- _Request_:
Continue the court opinion on gender-based insurance rates from where it stops.

- _Text provided_:
·····

580 A.2d 448 | Pa. Commw. Ct. | 1990

134 Pa. Commonwealth Ct. 634 (1990)
580 A.2d 448

AMERICAN COUNCIL OF LIFE INSURANCE, Health Insurance Association of America and the Insurance Federation of Pennsylvania, Inc., Petitioners,
v.
The Honorable Constance FOSTER, Insurance Commissioner of the Commonwealth of Pennsylvania, Respondent (Two Cases).

Commonwealth Court of Pennsylvania.

Argued May 2, 1990.
Decided September 10, 1990.

*636 Marc J. Sonnenfeld, with him, David L. Harbaugh and Margaret L. Sanner (Morgan, Lewis & Bockius, Philadelphia, of counsel), for petitioners.

Arthur Selikoff, Asst. Counsel, with him, Victoria A. Reider, Deputy Chief Counsel, and Linda J. Wells, Chief Counsel, for respondent, in case 1976 C.D.1989.

Sandra W. Stoner, Deputy Atty. Gen., with her, John G. Knorr, III, Chief Deputy Atty. Gen., Chief of Litigation Section, and Ernest D. Preate, Jr., Atty. Gen., for respondent, in case 300 Misc. Dkt.1989.

Before CRUMLISH, Jr., President Judge, and CRAIG, DOYLE, COLINS, PALLADINO, SMITH and PELLEGRINI, JJ.

PELLEGRINI, Judge.

The American Council of Life Insurance, Health Insurance Association of America and The Insurance Federation of Pennsylvania, Inc., (IFP) (collectively, the Associations) file a Petition For Review of an Order of Constance Foster, Insurance Commissioner of the Commonwealth of Pennsylvania (Commissioner), denying the Associations' Petition For Investigation and Declaratory Order (Investigation Petition) on the use of gender as a factor in the underwriting and pricing of life and health insurance coverages (the Appeal). 1976 C.D.1989.

The Associations contemporaneously also filed a Complaint For Declaratory Judgment and Injunctive Relief seeking a ruling from this Court that the Commissioner has no authority to prohibit by regulation or otherwise the insurance industry's use of gender in the underwriting and pricing of life and health insurance coverages since such are reasonable based on physical characteristics unique to each sex (the Complaint). 300 M.D.1989.

*637 The Appeal and Complaint before us arise from actions taken by the Commissioner to eliminate gender-based classifications from the life and health lines of insurance. In April of 1988, this Court issued its decision in Bartholomew v. Foster, 115 Pa. Commonwealth Ct. 430, 541 A.2d 393 (1988), aff'd per curiam 522 Pa. 489, 563 A.2d 1390 (1989), petition for reconsideration denied, 524 Pa. 241, 570 A.2d 508 (1990), holding that gender-based classifications for automobile insurance coverage violates the Equal Rights Amendment to the Pennsylvania Constitution (ERA).[1] Shortly thereafter, the Commissioner announced that the Insurance Department (Department) had interpreted Bartholomew to mean that all gender-based insurance rates violate the ERA.

The Department informed IFP of its determination that the Bartholomew decision should apply to all lines of insurance and invited them to participate in a task force to develop appropriate regulations. The Department subsequently met with insurance industry representatives and solicited written comments from IFP, among others. IFP responded with written comments concerning the proposal to develop regulations.

·····

- _Recorded data_:
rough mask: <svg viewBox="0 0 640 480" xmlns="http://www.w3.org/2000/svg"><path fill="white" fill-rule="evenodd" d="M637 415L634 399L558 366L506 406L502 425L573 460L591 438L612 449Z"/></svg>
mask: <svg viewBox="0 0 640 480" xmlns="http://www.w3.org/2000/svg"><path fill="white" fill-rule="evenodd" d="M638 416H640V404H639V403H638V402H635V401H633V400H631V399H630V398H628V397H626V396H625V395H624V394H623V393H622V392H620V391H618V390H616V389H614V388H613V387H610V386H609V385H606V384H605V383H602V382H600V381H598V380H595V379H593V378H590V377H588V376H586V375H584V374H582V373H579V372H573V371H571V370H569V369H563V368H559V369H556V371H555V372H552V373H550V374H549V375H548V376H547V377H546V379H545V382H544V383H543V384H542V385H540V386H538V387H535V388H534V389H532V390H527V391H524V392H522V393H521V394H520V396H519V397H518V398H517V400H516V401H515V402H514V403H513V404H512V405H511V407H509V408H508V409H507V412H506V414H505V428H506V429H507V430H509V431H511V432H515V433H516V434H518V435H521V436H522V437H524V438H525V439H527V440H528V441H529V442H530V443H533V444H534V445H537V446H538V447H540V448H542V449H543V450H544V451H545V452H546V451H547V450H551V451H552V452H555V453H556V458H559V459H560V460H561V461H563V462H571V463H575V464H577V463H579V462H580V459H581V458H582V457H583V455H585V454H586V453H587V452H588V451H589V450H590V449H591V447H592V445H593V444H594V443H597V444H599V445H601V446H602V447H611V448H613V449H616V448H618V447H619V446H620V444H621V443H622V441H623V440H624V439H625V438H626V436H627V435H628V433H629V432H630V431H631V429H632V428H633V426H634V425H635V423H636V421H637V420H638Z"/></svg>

·····

- _Output for this task_:
In February, 1989, the Department distributed an "Exposure Draft" of proposed amendments to Chapter 145 of the Pennsylvania Code, which prohibited gender-based rates in all lines of insurance, including life and health (Unisex Regulations). IFP provided extensive comment to the Department concerning the proposed Unisex Regulations contained in the Exposure Draft. On May 3, 1989, the Department provided IFP with a revised draft of the Unisex Regulations and stated that they were being submitted to the Office of General Counsel pursuant to the rulemaking process.

The Associations filed a Petition For Investigation and Declaratory Order (Investigation Petition) pursuant to Section 35.19 of Title 1 of the Pennsylvania Code.[2] The Investigation *638 Petition requested a formal adjudicatory hearing for purposes of determining the Commissioner's authority to regulate the use of gender in underwriting and pricing life and health insurance. The Associations were essentially seeking a declaratory ruling on whether gender is an appropriate basis for establishing rates for life and health insurance.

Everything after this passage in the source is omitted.